╭──

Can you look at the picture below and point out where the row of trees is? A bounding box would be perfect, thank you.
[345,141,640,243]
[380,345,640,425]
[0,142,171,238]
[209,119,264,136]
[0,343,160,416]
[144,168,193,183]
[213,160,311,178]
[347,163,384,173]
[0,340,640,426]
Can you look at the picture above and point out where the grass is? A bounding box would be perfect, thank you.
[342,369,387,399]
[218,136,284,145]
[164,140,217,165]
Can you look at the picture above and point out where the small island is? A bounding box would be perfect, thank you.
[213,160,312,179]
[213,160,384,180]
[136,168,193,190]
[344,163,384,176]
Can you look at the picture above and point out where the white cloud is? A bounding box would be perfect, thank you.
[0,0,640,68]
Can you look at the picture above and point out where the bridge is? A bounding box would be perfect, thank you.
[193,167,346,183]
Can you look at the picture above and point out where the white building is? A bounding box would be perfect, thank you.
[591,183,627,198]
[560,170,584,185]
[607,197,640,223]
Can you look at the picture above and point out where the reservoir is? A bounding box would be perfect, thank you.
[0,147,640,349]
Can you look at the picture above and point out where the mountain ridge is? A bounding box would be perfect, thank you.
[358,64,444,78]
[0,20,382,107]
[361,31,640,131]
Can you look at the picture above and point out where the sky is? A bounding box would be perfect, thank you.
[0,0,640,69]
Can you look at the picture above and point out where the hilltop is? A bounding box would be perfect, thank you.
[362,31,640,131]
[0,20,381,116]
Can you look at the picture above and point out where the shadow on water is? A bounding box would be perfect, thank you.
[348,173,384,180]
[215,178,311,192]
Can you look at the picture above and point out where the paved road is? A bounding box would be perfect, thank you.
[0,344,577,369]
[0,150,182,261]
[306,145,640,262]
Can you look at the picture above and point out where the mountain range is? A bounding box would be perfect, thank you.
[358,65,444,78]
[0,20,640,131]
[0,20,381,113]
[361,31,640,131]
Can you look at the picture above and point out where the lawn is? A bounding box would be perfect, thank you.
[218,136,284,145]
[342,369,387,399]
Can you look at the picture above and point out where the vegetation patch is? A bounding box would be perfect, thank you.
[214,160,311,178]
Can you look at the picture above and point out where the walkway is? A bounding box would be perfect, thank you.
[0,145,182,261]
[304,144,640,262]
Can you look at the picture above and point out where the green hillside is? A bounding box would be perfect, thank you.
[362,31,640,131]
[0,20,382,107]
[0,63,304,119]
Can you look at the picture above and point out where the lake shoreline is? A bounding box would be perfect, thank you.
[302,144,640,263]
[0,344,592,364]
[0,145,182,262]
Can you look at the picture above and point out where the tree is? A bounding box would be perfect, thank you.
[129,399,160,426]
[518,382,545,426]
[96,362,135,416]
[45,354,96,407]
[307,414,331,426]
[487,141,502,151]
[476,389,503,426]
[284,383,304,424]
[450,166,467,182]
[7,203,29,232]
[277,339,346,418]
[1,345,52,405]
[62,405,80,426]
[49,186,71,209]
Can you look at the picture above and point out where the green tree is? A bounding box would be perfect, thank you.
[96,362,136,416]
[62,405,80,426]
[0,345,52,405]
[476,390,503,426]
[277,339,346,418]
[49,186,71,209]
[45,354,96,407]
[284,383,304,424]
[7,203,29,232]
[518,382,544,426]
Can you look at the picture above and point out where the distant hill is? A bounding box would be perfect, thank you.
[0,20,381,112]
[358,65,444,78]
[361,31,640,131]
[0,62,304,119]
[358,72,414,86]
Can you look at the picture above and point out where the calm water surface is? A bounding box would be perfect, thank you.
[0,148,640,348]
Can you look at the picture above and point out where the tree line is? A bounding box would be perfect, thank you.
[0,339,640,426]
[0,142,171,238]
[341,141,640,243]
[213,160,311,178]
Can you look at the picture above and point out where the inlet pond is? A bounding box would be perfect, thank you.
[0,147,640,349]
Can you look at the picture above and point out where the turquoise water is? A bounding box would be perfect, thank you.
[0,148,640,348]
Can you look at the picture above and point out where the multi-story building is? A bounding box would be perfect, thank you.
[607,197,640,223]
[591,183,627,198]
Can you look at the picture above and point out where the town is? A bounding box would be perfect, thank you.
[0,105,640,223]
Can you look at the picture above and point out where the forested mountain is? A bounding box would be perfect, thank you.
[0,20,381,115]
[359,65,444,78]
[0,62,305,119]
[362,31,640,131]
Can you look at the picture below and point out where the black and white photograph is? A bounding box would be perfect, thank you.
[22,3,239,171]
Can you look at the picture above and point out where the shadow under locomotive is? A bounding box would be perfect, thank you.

╰──

◆ What is expected:
Reproduce as a numbered list everything from the beginning of the items down to the line containing "[0,340,640,426]", leaving out any blank lines.

◆ Completed exercise:
1. Can you look at the picture below and point out where the row of trees is? A bounding box would be perfect, thank you.
2. [345,141,640,243]
3. [380,345,640,425]
4. [0,142,171,238]
5. [209,119,264,136]
6. [0,343,160,416]
7. [144,168,193,183]
8. [213,160,311,178]
9. [347,163,384,173]
10. [0,340,640,426]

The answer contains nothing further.